● **STATED TASK**: Turn every line of the material below into a JSON list of strings, one string per line, skipping blank lines. Leave the pictures out.

☆ ☆ ☆ ☆ ☆

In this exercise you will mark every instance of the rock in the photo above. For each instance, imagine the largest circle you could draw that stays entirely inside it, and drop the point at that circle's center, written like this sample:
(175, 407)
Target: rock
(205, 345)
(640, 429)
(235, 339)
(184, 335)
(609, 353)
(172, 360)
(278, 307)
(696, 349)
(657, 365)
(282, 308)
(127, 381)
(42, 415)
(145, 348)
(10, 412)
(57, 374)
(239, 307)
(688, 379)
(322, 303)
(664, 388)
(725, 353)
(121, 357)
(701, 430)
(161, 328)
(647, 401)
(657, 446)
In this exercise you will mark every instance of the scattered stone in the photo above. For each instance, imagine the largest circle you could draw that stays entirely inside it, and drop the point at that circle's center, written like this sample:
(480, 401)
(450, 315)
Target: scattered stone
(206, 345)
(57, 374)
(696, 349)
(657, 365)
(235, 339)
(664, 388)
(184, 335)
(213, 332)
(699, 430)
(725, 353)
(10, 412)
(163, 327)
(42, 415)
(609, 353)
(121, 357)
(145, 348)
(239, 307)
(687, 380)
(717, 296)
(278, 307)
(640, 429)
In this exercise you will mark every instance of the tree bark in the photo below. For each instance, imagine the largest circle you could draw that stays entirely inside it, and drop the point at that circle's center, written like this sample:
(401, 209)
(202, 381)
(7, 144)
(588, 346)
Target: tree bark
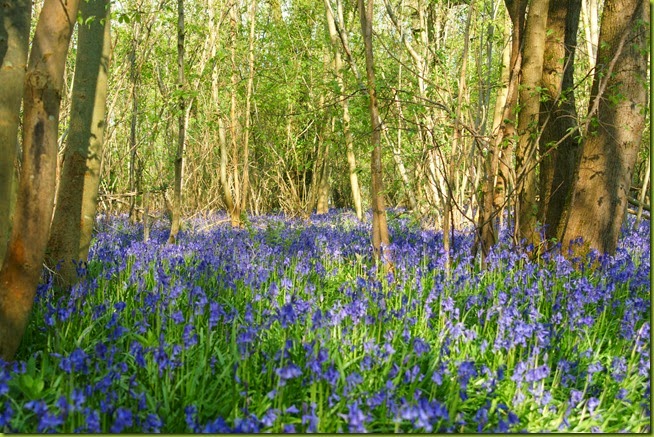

☆ ☆ ☆ ☆ ☆

● **RESULT FOR THIS EXERCISE**:
[
  "In this exercise you will mark every instance of the rock in the photo above. For each instance, imagine the largest circle you could draw that stays entirely inside it, and drop the point at that circle's center, written like this sample:",
  "(175, 407)",
  "Target: rock",
  "(205, 345)",
  "(640, 429)",
  "(235, 339)",
  "(184, 335)",
  "(609, 353)",
  "(172, 360)",
  "(278, 307)",
  "(696, 349)",
  "(657, 365)",
  "(282, 308)",
  "(127, 381)",
  "(42, 415)",
  "(145, 348)",
  "(10, 412)",
  "(57, 374)",
  "(239, 307)",
  "(688, 379)",
  "(322, 303)",
  "(664, 388)",
  "(725, 353)",
  "(121, 357)",
  "(701, 430)",
  "(161, 328)",
  "(647, 401)",
  "(657, 446)",
  "In this exercise you will mark every instance of the scattered stone in the photo above. For each instance, imagine the largest circle you could draw that stays entirely inside it, and drop the point at that circle's center, written like this sample:",
  "(480, 401)",
  "(450, 315)",
  "Target: scattered stone",
  "(206, 345)",
  "(57, 374)",
  "(696, 349)",
  "(657, 365)",
  "(235, 339)",
  "(664, 388)",
  "(184, 335)",
  "(213, 332)",
  "(699, 430)",
  "(725, 353)",
  "(10, 412)",
  "(163, 327)",
  "(42, 415)",
  "(609, 353)",
  "(121, 357)",
  "(145, 348)",
  "(239, 307)",
  "(687, 380)",
  "(717, 296)",
  "(278, 307)",
  "(640, 429)",
  "In this exercise you will mark every instance of the tree bark in the photo below. For each instance, imagine the largest circle you could draw that stays entirely inside it, and drop the point at that circle's center, written like this sample:",
  "(401, 209)",
  "(202, 381)",
  "(7, 144)",
  "(588, 346)",
  "Target: tree bark"
]